RECORDS FOR PROCESSING ▸

____________

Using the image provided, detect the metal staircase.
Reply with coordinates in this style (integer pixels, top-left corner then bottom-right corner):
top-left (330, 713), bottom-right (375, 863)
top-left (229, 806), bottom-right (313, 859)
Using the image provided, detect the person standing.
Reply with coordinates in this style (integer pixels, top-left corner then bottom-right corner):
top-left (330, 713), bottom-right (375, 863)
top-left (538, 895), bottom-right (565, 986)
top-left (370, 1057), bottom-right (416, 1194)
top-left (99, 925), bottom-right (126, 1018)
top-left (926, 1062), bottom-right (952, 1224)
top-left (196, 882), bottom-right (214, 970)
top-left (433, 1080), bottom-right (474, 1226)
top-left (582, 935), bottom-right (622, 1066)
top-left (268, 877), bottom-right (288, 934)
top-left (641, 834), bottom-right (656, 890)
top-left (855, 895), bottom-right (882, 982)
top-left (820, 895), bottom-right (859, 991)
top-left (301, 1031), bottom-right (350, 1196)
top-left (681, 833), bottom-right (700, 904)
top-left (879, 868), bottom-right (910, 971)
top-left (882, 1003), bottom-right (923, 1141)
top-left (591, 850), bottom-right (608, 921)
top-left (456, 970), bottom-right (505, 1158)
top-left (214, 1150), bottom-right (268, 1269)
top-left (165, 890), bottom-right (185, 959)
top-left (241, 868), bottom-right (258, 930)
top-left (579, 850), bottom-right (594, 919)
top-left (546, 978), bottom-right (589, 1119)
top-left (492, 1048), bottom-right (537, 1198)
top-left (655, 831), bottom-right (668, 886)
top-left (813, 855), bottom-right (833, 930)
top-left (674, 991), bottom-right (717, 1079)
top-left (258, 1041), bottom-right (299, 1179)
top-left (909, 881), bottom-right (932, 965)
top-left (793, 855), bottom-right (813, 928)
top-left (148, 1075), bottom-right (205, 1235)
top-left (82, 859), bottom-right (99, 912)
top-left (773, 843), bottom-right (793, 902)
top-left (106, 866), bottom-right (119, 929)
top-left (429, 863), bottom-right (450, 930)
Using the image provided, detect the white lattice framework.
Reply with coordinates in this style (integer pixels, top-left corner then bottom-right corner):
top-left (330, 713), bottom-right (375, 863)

____________

TO DO ▸
Reproduce all the records above, swapping every occurrence of "detect" for "locate" and leaving everything else as it is.

EXERCISE ANSWER ▸
Using the image provided, locate the metal staircase.
Reply with coordinates in this style (integer pixels, top-left corner then bottom-right corner):
top-left (330, 713), bottom-right (375, 863)
top-left (229, 806), bottom-right (313, 859)
Using the image provided, locate the person standing.
Reply with coordinates in this style (integer pixels, top-left corner then bottom-right corner):
top-left (330, 713), bottom-right (375, 863)
top-left (538, 895), bottom-right (565, 986)
top-left (370, 1057), bottom-right (416, 1194)
top-left (99, 925), bottom-right (126, 1018)
top-left (926, 1062), bottom-right (952, 1224)
top-left (196, 882), bottom-right (214, 970)
top-left (433, 1080), bottom-right (474, 1226)
top-left (582, 935), bottom-right (622, 1066)
top-left (268, 877), bottom-right (288, 934)
top-left (641, 834), bottom-right (656, 890)
top-left (855, 895), bottom-right (882, 982)
top-left (820, 895), bottom-right (859, 991)
top-left (301, 1031), bottom-right (350, 1196)
top-left (681, 833), bottom-right (700, 904)
top-left (879, 868), bottom-right (910, 971)
top-left (882, 1003), bottom-right (923, 1141)
top-left (591, 850), bottom-right (608, 921)
top-left (456, 970), bottom-right (505, 1158)
top-left (214, 1150), bottom-right (268, 1269)
top-left (165, 890), bottom-right (185, 959)
top-left (241, 868), bottom-right (258, 930)
top-left (579, 850), bottom-right (594, 919)
top-left (546, 978), bottom-right (589, 1119)
top-left (492, 1048), bottom-right (537, 1198)
top-left (655, 831), bottom-right (668, 886)
top-left (813, 855), bottom-right (833, 930)
top-left (674, 991), bottom-right (717, 1079)
top-left (258, 1041), bottom-right (299, 1179)
top-left (909, 881), bottom-right (932, 965)
top-left (793, 855), bottom-right (813, 928)
top-left (148, 1075), bottom-right (205, 1235)
top-left (82, 859), bottom-right (99, 912)
top-left (773, 843), bottom-right (793, 902)
top-left (106, 866), bottom-right (119, 929)
top-left (429, 863), bottom-right (450, 930)
Using the image provided, locate the white lattice framework.
Reply with coordinates in this style (integer pixels, top-left corner then bottom-right corner):
top-left (330, 713), bottom-right (375, 863)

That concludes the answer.